INSTRUCTION
Please locate each line below that contains the word "gold" and copy those lines out.

DATA LISTING

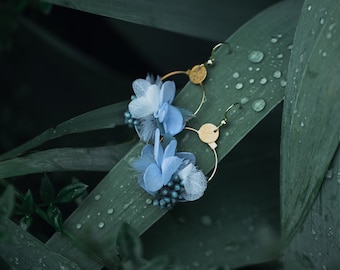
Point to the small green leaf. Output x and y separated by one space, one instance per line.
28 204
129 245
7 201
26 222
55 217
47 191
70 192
--
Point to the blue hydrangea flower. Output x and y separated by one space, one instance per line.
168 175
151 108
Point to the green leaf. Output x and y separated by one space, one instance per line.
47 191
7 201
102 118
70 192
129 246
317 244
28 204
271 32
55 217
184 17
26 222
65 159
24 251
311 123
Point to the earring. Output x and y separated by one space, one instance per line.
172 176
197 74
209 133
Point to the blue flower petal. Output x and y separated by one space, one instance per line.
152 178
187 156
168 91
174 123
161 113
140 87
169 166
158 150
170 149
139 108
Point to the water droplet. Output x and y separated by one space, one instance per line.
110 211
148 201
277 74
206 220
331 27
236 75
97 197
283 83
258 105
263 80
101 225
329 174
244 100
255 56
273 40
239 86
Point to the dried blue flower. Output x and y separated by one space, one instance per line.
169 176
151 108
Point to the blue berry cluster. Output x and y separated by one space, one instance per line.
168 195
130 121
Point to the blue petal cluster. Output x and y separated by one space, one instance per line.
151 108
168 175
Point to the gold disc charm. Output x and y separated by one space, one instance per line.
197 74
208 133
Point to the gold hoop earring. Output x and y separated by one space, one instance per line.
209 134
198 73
---
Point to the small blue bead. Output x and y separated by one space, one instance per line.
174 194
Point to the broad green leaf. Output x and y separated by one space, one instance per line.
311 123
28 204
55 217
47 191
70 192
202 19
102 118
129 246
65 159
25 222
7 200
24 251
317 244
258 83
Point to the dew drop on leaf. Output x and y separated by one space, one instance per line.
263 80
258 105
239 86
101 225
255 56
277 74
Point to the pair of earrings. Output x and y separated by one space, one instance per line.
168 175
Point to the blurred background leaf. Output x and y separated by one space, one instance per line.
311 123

COMPLETED EXERCISE
Point to the gold disc charm. Output x and y separated by one space, one instance per line.
Point to the gold hoop earring. Output x and y separated by one space, one instance per line.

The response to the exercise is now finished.